Instructions for the task: Copy out, exactly and with nothing else, the stretch of lines that starts at the line containing "person walking, put" and finishes at the end of the data.

Records supplied:
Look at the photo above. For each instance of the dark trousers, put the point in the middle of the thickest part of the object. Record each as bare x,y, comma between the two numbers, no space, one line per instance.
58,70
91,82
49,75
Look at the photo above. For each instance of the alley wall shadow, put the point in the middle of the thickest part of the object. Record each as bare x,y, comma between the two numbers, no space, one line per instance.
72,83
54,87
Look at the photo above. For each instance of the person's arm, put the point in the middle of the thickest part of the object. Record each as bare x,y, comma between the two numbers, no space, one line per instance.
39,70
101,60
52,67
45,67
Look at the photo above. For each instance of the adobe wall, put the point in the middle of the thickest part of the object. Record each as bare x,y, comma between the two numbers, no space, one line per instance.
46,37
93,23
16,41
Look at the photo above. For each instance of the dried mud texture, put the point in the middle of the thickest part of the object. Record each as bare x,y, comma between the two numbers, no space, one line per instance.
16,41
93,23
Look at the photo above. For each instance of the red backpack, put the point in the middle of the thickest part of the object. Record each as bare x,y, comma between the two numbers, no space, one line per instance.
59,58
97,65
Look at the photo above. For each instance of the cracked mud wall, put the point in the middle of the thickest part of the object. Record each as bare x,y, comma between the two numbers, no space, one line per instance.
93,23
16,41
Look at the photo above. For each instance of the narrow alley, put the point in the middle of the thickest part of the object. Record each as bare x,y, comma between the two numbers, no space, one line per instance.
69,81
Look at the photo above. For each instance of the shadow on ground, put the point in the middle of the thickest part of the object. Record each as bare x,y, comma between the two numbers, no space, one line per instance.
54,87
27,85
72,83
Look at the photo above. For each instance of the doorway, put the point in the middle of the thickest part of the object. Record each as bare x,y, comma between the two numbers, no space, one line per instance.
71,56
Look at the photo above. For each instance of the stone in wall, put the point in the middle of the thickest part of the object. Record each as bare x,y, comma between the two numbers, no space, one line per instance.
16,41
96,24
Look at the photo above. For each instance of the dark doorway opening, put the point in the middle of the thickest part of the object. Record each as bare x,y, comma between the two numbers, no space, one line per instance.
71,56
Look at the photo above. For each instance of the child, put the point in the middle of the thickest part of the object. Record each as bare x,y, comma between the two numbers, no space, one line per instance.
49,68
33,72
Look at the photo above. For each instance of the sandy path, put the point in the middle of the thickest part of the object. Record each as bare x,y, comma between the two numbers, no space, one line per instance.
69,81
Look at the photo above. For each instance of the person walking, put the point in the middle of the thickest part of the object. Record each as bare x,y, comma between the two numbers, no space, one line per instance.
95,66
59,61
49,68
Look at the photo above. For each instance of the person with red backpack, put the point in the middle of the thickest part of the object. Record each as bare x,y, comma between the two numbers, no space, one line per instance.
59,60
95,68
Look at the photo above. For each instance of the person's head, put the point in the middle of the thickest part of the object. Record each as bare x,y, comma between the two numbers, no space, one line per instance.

Problem solution:
Look at the photo above. For each instance of the person walking, put the point in the middle of the thickest part of the object. Record each as bare x,y, comma between the two numbers, no space, one line per instance.
95,66
59,61
49,68
Look at the photo above. For each instance of the person with red backpack, put the point in the middle of the thickest part of the object. Record each as bare x,y, comma between the two numbers, no space, one line per instance.
59,60
95,68
Look at the photo above. For each instance of the person's head, put the point in the middle of the thickest part of the object. Record each as bare x,y, comma between the two numbers, no space, one line per instance.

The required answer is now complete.